--- start Records provided ---

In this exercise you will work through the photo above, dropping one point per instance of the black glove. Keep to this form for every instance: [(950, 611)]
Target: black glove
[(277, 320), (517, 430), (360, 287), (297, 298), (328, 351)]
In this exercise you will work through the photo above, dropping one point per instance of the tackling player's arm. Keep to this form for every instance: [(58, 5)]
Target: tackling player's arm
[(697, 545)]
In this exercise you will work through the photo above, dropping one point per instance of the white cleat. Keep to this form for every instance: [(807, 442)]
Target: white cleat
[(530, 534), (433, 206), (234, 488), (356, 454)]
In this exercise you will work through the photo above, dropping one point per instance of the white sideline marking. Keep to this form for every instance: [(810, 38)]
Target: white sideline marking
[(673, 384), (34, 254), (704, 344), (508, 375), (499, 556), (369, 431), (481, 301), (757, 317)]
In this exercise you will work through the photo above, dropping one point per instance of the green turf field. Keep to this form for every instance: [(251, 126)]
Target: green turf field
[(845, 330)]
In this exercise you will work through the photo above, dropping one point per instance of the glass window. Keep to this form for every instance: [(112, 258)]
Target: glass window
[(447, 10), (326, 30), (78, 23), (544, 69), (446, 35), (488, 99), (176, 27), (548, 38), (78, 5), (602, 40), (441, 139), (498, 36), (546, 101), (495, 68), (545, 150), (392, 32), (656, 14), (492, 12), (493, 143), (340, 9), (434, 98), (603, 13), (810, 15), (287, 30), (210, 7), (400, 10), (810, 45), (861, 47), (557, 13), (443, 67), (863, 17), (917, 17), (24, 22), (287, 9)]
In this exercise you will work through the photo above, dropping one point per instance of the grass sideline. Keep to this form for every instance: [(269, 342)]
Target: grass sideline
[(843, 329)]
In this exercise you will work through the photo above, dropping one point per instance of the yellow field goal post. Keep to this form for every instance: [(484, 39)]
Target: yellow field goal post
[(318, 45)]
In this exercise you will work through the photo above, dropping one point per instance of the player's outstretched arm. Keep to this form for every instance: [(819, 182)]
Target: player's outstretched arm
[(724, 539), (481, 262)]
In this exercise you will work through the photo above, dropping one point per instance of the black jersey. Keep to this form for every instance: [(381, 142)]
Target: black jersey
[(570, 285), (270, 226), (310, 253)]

--- end Records provided ---

What needs to be done:
Everything from the line containing "instance: [(819, 182)]" to the last line of the entries above should be quoted exactly, and only that.

Result of this exercise:
In this exercise you will work through the photo above, dropping one point per instance of the player's outstretched arm. Keep to this form for every instance: [(819, 182)]
Target: player's outstretched arm
[(724, 539), (481, 262)]
In this exercise you will work through the photo above, dropping one point per instance of the black jersey. Keep to this form for every instance: [(381, 142)]
Target: black jersey
[(570, 285), (270, 226), (310, 253)]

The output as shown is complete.